_INSTRUCTIONS FOR THE TASK_
Among these records, which lines include "below"? Copy them out.

_EXERCISE INPUTS_

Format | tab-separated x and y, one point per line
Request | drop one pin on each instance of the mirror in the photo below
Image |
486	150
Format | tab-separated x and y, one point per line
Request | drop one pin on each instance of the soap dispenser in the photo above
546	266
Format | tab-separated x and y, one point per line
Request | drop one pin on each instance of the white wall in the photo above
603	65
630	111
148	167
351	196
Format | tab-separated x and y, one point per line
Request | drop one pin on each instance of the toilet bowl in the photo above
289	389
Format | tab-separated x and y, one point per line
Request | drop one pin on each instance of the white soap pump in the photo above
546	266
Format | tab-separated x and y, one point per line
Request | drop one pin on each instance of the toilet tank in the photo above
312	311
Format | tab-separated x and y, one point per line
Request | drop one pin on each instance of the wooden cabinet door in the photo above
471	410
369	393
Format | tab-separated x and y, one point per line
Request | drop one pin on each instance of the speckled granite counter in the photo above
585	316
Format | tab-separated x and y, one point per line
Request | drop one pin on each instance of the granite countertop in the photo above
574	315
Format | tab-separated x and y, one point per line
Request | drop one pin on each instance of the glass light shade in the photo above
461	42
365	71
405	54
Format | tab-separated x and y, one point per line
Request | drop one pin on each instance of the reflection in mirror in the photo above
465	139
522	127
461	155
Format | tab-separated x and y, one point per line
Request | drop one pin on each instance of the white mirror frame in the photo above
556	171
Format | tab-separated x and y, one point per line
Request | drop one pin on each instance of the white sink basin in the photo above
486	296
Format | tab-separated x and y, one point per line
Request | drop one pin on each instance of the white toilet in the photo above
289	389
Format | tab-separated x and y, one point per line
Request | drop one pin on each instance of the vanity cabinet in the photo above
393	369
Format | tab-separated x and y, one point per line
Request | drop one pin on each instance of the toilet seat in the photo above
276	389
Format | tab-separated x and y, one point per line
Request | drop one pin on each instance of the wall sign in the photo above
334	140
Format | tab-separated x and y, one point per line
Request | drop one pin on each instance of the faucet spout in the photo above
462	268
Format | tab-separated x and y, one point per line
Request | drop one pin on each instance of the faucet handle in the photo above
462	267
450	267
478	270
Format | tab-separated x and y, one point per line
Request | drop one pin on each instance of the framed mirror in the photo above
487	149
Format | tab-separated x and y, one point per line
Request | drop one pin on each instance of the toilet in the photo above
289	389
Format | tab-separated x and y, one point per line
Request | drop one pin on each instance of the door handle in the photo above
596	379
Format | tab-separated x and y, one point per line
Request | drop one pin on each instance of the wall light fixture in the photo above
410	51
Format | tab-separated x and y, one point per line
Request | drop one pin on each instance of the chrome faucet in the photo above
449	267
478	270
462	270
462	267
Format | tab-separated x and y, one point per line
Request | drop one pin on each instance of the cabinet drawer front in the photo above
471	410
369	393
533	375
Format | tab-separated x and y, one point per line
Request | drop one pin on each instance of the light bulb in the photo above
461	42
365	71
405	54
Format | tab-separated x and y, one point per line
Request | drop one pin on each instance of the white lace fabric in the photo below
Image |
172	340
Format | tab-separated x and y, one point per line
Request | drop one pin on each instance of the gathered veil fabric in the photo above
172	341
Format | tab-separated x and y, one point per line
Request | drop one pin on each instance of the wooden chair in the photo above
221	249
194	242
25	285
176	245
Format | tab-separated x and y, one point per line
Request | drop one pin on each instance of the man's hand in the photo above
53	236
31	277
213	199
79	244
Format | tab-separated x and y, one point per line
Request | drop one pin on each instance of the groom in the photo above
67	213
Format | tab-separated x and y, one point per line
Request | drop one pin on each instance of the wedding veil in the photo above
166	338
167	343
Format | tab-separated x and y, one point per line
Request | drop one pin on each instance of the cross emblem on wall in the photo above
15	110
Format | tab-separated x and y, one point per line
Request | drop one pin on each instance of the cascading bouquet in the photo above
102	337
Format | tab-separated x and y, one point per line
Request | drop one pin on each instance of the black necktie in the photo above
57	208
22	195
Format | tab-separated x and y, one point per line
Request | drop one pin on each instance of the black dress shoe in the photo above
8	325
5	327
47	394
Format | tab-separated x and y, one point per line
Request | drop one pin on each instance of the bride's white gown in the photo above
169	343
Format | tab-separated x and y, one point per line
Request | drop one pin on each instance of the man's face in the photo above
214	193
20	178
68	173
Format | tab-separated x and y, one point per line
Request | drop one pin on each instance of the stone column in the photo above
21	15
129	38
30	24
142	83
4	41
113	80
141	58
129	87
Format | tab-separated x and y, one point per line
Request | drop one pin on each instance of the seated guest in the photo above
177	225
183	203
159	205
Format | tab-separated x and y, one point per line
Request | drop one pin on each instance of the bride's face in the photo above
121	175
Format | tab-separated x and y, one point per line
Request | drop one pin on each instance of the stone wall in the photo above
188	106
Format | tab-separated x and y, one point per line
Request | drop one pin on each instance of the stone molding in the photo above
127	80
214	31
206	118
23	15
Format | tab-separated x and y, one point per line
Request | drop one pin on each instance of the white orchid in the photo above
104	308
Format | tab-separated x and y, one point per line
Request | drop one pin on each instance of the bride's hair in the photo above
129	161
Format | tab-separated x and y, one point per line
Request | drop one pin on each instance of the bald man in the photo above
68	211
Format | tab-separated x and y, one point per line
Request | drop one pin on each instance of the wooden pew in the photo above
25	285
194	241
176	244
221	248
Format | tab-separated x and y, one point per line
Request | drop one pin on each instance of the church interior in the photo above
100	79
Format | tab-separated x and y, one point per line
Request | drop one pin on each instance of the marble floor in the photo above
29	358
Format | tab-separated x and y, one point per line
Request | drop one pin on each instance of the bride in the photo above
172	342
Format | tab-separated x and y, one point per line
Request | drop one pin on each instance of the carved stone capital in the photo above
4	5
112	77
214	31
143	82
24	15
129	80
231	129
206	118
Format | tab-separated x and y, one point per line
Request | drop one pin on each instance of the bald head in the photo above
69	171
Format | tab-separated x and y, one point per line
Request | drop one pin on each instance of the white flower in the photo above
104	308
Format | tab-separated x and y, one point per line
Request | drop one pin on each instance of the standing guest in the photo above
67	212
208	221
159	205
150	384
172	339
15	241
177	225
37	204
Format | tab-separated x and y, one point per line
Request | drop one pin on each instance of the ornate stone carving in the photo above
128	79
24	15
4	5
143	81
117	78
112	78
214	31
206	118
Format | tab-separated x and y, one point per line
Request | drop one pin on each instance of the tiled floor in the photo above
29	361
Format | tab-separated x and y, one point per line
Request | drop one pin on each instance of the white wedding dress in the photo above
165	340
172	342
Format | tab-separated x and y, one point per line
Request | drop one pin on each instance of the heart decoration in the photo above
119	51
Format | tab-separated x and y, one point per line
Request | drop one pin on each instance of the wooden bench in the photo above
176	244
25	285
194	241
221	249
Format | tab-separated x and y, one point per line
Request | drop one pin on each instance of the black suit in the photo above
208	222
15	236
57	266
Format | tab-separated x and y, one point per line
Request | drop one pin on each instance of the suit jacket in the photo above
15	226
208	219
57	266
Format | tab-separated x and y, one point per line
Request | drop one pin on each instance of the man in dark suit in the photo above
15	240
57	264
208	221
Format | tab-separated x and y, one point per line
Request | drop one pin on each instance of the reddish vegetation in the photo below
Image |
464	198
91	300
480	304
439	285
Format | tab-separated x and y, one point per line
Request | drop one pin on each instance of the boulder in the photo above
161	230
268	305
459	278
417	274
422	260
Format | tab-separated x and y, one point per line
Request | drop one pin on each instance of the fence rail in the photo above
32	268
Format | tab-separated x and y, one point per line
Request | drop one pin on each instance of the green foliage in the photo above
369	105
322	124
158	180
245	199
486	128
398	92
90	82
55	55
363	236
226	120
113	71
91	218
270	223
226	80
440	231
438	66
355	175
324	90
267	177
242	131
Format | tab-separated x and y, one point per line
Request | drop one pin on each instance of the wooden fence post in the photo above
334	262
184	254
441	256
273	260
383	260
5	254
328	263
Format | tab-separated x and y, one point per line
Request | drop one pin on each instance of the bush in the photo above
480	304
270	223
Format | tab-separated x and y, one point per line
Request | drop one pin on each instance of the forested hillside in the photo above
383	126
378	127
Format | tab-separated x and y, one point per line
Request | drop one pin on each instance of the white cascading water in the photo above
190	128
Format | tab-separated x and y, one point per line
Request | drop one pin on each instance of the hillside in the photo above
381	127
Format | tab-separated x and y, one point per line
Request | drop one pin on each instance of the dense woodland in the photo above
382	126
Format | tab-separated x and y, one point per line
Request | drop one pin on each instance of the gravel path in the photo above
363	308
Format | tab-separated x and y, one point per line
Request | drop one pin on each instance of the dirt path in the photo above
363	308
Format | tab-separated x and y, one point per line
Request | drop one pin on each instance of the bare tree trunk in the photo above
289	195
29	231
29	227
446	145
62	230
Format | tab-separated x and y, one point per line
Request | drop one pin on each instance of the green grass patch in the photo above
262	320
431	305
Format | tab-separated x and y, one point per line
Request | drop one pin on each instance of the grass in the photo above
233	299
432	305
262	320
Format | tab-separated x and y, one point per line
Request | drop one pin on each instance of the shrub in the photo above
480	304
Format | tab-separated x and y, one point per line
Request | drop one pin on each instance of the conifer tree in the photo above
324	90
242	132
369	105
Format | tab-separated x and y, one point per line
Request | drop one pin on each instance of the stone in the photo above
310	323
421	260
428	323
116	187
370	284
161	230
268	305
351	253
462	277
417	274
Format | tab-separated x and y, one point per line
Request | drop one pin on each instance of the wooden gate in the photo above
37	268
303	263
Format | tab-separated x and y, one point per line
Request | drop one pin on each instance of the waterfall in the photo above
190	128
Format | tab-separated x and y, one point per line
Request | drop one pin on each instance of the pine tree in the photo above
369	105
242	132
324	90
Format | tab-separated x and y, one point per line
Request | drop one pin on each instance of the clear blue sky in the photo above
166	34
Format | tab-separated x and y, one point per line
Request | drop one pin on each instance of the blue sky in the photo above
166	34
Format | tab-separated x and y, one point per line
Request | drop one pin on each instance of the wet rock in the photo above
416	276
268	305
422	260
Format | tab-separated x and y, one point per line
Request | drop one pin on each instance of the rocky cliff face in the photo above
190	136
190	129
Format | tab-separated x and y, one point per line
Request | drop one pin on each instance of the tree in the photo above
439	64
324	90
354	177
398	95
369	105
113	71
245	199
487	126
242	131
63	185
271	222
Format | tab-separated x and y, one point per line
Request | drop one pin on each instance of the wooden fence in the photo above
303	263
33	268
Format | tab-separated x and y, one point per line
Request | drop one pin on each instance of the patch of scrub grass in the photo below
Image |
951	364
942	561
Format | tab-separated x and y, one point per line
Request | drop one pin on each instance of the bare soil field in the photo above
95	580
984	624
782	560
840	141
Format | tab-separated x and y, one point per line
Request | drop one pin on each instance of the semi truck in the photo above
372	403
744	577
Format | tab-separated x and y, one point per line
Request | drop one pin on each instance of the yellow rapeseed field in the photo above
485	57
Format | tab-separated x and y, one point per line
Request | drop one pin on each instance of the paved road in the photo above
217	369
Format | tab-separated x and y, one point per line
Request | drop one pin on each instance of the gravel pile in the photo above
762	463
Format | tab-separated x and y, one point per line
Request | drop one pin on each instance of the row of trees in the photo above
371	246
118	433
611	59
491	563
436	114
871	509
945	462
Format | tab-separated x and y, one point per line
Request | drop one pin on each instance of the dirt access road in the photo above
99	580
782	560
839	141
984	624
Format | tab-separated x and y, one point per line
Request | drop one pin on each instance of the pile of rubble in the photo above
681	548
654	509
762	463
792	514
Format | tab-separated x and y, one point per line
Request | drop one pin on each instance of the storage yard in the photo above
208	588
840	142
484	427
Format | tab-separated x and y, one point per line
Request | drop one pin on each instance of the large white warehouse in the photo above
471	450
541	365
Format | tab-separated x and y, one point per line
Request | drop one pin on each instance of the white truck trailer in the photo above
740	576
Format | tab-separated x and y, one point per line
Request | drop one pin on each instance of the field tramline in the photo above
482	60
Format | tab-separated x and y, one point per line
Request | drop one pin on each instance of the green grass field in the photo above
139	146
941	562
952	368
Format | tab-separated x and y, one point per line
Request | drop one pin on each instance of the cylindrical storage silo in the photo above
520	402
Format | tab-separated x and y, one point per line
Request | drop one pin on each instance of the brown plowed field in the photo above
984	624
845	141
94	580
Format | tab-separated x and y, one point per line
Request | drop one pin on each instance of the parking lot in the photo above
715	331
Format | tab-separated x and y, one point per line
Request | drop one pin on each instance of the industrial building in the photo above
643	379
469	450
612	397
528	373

_TASK RESPONSE_
Request | drop one pin on each instance of the mirror in the photo below
Request | drop one pin on each instance of the white lace fabric in the photo below
Request | drop one pin on each instance of the reddish vegetation in the photo below
Request | drop one pin on each instance of the patch of scrub grass in the photo below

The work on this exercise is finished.